**Records shown:**
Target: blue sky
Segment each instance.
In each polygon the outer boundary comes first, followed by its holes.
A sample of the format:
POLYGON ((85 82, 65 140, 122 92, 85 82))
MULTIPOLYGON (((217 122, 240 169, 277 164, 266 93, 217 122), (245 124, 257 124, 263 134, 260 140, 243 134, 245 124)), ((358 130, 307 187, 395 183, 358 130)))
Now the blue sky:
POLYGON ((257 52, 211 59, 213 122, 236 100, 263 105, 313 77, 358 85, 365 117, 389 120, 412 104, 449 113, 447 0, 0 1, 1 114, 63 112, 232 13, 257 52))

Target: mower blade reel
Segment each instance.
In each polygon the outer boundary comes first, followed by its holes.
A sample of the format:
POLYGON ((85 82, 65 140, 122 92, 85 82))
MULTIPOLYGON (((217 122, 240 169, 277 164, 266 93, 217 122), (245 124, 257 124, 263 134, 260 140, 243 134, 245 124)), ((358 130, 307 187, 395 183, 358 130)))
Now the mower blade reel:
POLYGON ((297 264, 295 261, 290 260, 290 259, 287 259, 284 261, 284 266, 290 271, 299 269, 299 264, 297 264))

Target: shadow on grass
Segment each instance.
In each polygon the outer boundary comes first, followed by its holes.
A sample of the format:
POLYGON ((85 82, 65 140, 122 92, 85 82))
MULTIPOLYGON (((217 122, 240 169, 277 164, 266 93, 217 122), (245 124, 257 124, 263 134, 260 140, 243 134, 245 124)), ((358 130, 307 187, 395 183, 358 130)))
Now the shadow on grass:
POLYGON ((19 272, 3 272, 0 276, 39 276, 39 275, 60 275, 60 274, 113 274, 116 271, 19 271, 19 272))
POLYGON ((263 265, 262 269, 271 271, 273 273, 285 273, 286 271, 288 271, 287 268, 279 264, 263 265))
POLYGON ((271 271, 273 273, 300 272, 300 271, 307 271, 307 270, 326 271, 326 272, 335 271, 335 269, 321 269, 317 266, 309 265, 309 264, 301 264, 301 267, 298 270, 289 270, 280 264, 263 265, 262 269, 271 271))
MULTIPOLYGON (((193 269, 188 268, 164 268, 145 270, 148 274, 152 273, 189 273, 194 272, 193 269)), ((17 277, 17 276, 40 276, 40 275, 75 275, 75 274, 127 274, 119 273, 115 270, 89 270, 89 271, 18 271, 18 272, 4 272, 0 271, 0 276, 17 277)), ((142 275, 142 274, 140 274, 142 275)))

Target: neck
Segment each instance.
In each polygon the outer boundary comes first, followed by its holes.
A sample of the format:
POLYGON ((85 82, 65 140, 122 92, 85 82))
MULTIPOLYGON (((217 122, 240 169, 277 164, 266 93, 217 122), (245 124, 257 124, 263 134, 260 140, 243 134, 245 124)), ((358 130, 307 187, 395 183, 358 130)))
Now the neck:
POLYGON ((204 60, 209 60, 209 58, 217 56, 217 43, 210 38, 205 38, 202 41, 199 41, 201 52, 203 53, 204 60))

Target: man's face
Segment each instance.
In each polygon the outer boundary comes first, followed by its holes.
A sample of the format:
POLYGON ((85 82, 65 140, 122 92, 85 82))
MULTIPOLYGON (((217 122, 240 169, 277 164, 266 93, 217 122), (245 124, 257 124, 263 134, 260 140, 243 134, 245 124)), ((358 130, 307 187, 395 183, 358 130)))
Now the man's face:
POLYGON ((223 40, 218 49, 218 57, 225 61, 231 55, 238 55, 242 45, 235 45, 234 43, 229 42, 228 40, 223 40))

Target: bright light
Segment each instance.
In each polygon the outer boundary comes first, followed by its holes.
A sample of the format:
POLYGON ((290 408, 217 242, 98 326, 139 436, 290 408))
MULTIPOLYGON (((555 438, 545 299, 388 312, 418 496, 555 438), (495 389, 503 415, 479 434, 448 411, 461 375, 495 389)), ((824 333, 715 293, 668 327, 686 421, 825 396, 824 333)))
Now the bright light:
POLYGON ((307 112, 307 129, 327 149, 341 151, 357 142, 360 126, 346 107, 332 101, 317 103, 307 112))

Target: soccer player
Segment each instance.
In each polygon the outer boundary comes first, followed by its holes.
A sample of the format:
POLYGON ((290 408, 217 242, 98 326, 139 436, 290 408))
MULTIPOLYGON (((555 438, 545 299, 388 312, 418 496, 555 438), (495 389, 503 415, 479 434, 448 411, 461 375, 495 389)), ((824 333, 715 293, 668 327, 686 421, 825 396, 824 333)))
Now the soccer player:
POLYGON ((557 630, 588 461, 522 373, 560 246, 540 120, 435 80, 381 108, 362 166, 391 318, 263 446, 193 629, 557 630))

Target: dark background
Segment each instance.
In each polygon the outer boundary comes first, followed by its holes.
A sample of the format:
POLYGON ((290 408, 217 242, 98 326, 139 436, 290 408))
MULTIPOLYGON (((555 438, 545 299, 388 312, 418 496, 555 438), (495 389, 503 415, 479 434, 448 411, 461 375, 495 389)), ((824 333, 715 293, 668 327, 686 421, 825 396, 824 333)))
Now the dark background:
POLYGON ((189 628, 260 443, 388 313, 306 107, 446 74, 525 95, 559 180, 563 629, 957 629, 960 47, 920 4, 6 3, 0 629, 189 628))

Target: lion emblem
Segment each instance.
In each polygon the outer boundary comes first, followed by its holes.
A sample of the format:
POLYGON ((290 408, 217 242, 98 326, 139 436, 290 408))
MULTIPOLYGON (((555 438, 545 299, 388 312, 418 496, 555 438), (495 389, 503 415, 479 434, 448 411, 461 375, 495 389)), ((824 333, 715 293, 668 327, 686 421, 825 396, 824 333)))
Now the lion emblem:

**Work item:** Once more, set down the full listing, verbatim.

**Solution for this task:**
Target: blue sky
Segment each instance.
In each polygon the outer boundary comes first, followed by its holes.
A sample of the format:
POLYGON ((85 82, 65 140, 122 92, 85 82))
MULTIPOLYGON (((217 122, 240 169, 277 164, 266 93, 217 122), (245 124, 257 124, 263 134, 260 140, 243 134, 245 124)), ((358 130, 307 187, 395 183, 358 130)))
Now the blue sky:
POLYGON ((257 52, 211 59, 213 122, 236 100, 263 105, 313 77, 358 85, 365 117, 389 120, 412 104, 449 113, 447 0, 0 1, 1 114, 63 112, 232 13, 257 52))

Target: mower blade reel
Segment each instance.
In each polygon the outer boundary comes first, followed by its holes.
A sample of the format:
POLYGON ((85 82, 65 140, 122 92, 85 82))
MULTIPOLYGON (((217 122, 240 169, 277 164, 266 93, 217 122), (245 124, 257 124, 263 134, 260 140, 243 134, 245 124)), ((358 130, 307 187, 395 183, 358 130)))
Now the mower blade reel:
POLYGON ((297 264, 295 261, 290 260, 290 259, 287 259, 284 261, 284 266, 290 271, 299 269, 299 264, 297 264))

Target: shadow on grass
Segment each instance.
In each polygon the outer boundary comes first, followed by its holes.
A sample of the format:
POLYGON ((85 82, 65 140, 122 92, 85 82))
MULTIPOLYGON (((217 122, 240 169, 277 164, 266 93, 217 122), (245 124, 257 124, 263 134, 260 140, 243 134, 245 124)), ((358 130, 307 187, 395 183, 358 130)))
Now the shadow on grass:
POLYGON ((19 272, 3 272, 0 276, 39 276, 39 275, 60 275, 60 274, 113 274, 116 271, 19 271, 19 272))
POLYGON ((263 265, 262 269, 271 271, 273 273, 285 273, 286 271, 288 271, 287 268, 279 264, 263 265))
POLYGON ((271 271, 273 273, 300 272, 300 271, 307 271, 307 270, 326 271, 326 272, 335 271, 335 269, 321 269, 317 266, 309 265, 309 264, 301 264, 301 267, 298 270, 289 270, 280 264, 263 265, 262 269, 271 271))
MULTIPOLYGON (((193 269, 188 268, 164 268, 145 270, 148 274, 152 273, 189 273, 194 272, 193 269)), ((17 277, 17 276, 40 276, 40 275, 75 275, 75 274, 127 274, 119 273, 115 270, 89 270, 89 271, 18 271, 18 272, 4 272, 0 271, 0 276, 17 277)), ((142 275, 142 274, 140 274, 142 275)))

Target: neck
Segment each instance.
In each polygon the outer boundary comes first, followed by its holes.
A sample of the format:
POLYGON ((85 82, 65 140, 122 92, 85 82))
MULTIPOLYGON (((217 122, 240 169, 277 164, 266 93, 217 122), (245 124, 257 124, 263 134, 260 140, 243 134, 245 124)), ((358 130, 307 187, 395 183, 358 130)))
Now the neck:
POLYGON ((204 60, 209 60, 209 58, 217 56, 217 43, 210 38, 205 38, 202 41, 199 41, 201 52, 203 53, 204 60))

Target: man's face
Segment each instance.
In each polygon the outer boundary comes first, followed by its holes.
A sample of the format:
POLYGON ((85 82, 65 140, 122 92, 85 82))
MULTIPOLYGON (((217 122, 240 169, 277 164, 266 93, 217 122), (245 124, 257 124, 263 134, 260 140, 243 134, 245 124)), ((358 130, 307 187, 395 183, 358 130)))
Now the man's face:
POLYGON ((223 40, 218 49, 218 57, 225 61, 231 55, 238 55, 242 45, 235 45, 234 43, 229 42, 228 40, 223 40))

Target: bright light
Segment each instance.
In each polygon the outer boundary comes first, followed by its holes.
A sample of the format:
POLYGON ((290 408, 217 242, 98 326, 139 436, 290 408))
MULTIPOLYGON (((555 438, 545 299, 388 312, 418 496, 555 438), (495 389, 503 415, 479 434, 448 411, 461 375, 495 389)), ((824 333, 715 293, 668 327, 686 421, 825 396, 824 333)))
Now the bright light:
POLYGON ((307 112, 307 129, 327 149, 341 151, 357 142, 360 126, 346 107, 332 101, 317 103, 307 112))

Target: soccer player
Segment each instance.
In each polygon the outer boundary comes first, followed by its holes.
A sample of the format:
POLYGON ((290 408, 217 242, 98 326, 139 436, 290 408))
MULTIPOLYGON (((555 438, 545 299, 388 312, 418 496, 555 438), (495 389, 503 415, 479 434, 448 411, 461 375, 495 389)), ((824 333, 715 293, 668 327, 686 421, 825 396, 824 333)))
Now the soccer player:
POLYGON ((557 630, 588 461, 522 373, 560 246, 540 120, 435 80, 381 108, 362 166, 391 318, 263 446, 193 629, 557 630))

Target: dark background
Segment each instance.
In each polygon the outer boundary comes first, followed by its holes.
A sample of the format:
POLYGON ((290 408, 217 242, 98 326, 139 436, 290 408))
MULTIPOLYGON (((555 438, 545 299, 388 312, 418 496, 555 438), (495 389, 503 415, 479 434, 448 411, 461 375, 495 389)), ((824 333, 715 293, 668 327, 686 421, 825 396, 824 333)))
Now the dark background:
POLYGON ((189 628, 260 443, 388 313, 306 107, 446 74, 525 95, 559 180, 563 629, 957 629, 960 47, 920 4, 6 3, 0 629, 189 628))

Target: lion emblem
Segment each instance.
In each polygon the outer boundary comes first, followed by its holes.
A sample of the format:
POLYGON ((290 408, 217 242, 98 326, 139 436, 290 408))
MULTIPOLYGON (((555 438, 545 299, 388 312, 418 496, 555 438), (495 389, 503 415, 479 434, 448 411, 461 375, 495 389)), ((824 333, 715 293, 668 327, 686 421, 825 396, 824 333)))
Now the lion emblem:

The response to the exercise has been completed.